* [Data records]:
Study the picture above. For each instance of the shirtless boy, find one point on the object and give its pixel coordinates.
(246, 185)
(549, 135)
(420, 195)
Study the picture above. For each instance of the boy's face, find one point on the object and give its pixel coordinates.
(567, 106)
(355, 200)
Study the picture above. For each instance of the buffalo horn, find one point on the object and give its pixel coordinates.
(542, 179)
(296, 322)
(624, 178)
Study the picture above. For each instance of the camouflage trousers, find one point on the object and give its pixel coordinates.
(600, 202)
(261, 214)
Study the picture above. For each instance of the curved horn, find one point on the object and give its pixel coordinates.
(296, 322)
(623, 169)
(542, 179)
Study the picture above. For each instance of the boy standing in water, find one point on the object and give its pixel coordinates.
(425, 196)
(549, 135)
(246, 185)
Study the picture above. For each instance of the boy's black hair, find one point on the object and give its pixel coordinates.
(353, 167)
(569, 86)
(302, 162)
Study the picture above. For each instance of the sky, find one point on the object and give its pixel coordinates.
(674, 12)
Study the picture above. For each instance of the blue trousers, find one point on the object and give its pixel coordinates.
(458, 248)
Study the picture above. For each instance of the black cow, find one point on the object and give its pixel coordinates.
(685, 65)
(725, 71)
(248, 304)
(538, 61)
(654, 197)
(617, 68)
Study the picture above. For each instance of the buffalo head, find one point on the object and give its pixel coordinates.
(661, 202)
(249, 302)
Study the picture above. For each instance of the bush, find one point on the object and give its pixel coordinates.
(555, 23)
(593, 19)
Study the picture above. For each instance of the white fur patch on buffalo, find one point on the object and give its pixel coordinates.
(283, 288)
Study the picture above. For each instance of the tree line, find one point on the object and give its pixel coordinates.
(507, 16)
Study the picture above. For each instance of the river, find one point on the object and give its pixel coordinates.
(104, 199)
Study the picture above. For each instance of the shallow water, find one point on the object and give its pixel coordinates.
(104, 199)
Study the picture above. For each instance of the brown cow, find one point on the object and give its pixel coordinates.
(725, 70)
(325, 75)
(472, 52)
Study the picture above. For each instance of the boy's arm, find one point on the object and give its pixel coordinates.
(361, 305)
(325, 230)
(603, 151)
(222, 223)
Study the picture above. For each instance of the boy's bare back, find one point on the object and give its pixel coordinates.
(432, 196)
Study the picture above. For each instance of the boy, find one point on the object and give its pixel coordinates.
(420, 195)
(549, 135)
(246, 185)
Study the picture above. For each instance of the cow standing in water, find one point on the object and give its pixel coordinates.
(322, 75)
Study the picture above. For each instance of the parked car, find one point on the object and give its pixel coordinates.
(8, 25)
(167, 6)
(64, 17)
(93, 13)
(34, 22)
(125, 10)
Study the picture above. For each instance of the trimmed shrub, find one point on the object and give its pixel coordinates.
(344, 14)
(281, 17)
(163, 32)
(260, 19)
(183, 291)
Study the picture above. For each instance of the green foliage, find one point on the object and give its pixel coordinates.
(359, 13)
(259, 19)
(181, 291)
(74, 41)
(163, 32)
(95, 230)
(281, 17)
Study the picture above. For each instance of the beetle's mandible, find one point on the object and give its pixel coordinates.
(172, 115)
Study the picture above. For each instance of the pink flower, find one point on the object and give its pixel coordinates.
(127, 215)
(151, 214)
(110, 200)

* [What you need to do]:
Can you rescale the part of the data that opens with the line containing "Study the picture above. For each instance of the cow" and closes at the end of the data, both ends included? Write out only those lines again, keeping the requests unchanged and multiplying each coordinate in the answers by 0.8, rounded to a whole number with halves rounded up.

* [Complete answer]:
Study the picture above. For each instance of the cow standing in water, find one point on the object and give its pixel coordinates.
(258, 60)
Study the picture above. For each instance of the parked car, find one point on the object and give its pixel coordinates.
(6, 20)
(134, 5)
(51, 14)
(74, 10)
(27, 18)
(100, 8)
Study the picture above. For each instance of the trimmed shrub, find one point on the object and give its pixel coordinates.
(275, 11)
(225, 14)
(130, 26)
(208, 15)
(146, 233)
Study the picture above. For each instance of the green foliage, find one point on the object and give its pixel coordinates.
(287, 10)
(207, 15)
(145, 233)
(59, 33)
(130, 26)
(76, 184)
(225, 14)
Study the picture above. For each instance of the beetle's mandible, find one point on the object and give its pixel coordinates.
(138, 92)
Study the picture above. For each instance of the pink flower, find one point on the object and give its pixel coordinates.
(102, 172)
(121, 171)
(88, 160)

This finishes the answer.